Os dados da operação da PF que revelam o poder do garimpo ilegal
Jessé Souza*
Aos poucos, a Polícia Federal vai possibilitando entender como age o esquema de quem realmente banca a garimpagem ilegal na Terra Indígena Yanomami ao Norte do Estado de Roraima. A mais recente operação, Uirihi Wapopë (como os garimpeiros são chamados pelos Yanomami), apresentou dados surpreendentes.
Um fato que merece análise diz respeito à apreensão de um tanque utilizado para armanzar combustível instalado dentro da Área de Proteção Permanente de uma propriedade cujos limites fazem divisa com a Floresta Nacional de Roraima. A propriedade fica em um ponto estratégico para dar apoio ao garimpo ilegal. Surpreendentemente, o tanque tinha autorização da Fundação Estadual do Meio Ambiente e Recursos Hídricos (Femarh). Agora faz sentido a “lei do garimpo” que foi aprovada pela Assembleia Legislativa de Roraima e sancionada pelo governador Antonio Denarium (PP), lei esta que acabou sendo derrubada pelo Supremo Tribunal Federal (STF) por ser flagrantemente inconstitucional.
O que a “lei do garimpo” pretendia era justamente legalizar a mineração em terras não indígenas, o que liberaria a autorização por parte da Femarh para que se atuassem no entorno da Terra Yanomami, áreas estas que serviriam estrategicamente para servir de base de apoio para abastecer o garimpo com combustível, alimentação e equipamentos.

▸ **Complete o seguinte**
1. No texto sobre o garimpo ilegal, qual órgão tinha autorizado o tanque de combustível apreendido?
2. Resuma em duas frases o texto sobre o garimpo ilegal.
3. Prossiga com o texto sobre o garimpo ilegal a partir do ponto em que ele termina.

▸ **Dados disponíveis**
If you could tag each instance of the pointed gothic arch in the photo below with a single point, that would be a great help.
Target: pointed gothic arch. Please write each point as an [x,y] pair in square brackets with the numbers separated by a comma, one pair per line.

▸ **Respostas do exercício**
1. A Fundação Estadual do Meio Ambiente e Recursos Hídricos (Femarh).

2. A operação Uirihi Wapopë, da Polícia Federal, contra o garimpo ilegal na Terra Indígena Yanomami, em Roraima, apreendeu um tanque de combustível autorizado pela Femarh e instalado em Área de Proteção Permanente, numa propriedade estratégica para apoiar o garimpo. O caso dá sentido à "lei do garimpo", derrubada pelo STF por inconstitucionalidade, que pretendia legalizar a mineração em terras não indígenas e permitir autorizações da Femarh no entorno da Terra Yanomami para bases de abastecimento do garimpo.

3.
Agora é necessário não apenas investigar a emissão dessa autorização como também outras que por ventura facilitem a logística do garimpo ilegal no entorno das terras indígenas, cujos dados da operação da PF mostram uma movimentação milionária: R$425 milhões em dois anos!
A operação ainda bloqueou cerca de R$10 milhões de quatro suspeitos e o lacramento de duas empresas que davam apoio à atividade ilegal, as quais estavam no nome de “laranjas”. Os números referem-se somente a uma parte de apenas um dos esquemas. Tem muito mais gente graúda envolvida. Esses números servem para dar a dimensão não só da evasão de divisa, como também o tamanho do estrago que está sendo feito nos principais rios de Roraima, em especial o Rio Uraricoera, afluente do Rio Branco, que por sua vez também é afluente do Rio Negro, no Amazonas.
O mercúrio que contamina todos os mananciais de água potável de Roraima é apenas um dos estragos que ameaçam os povos indígenas e a população roraimense. Os rios estão sendo sentenciados de morte, a exemplo do Rio Mucajaí, severamente agredido há vários anos.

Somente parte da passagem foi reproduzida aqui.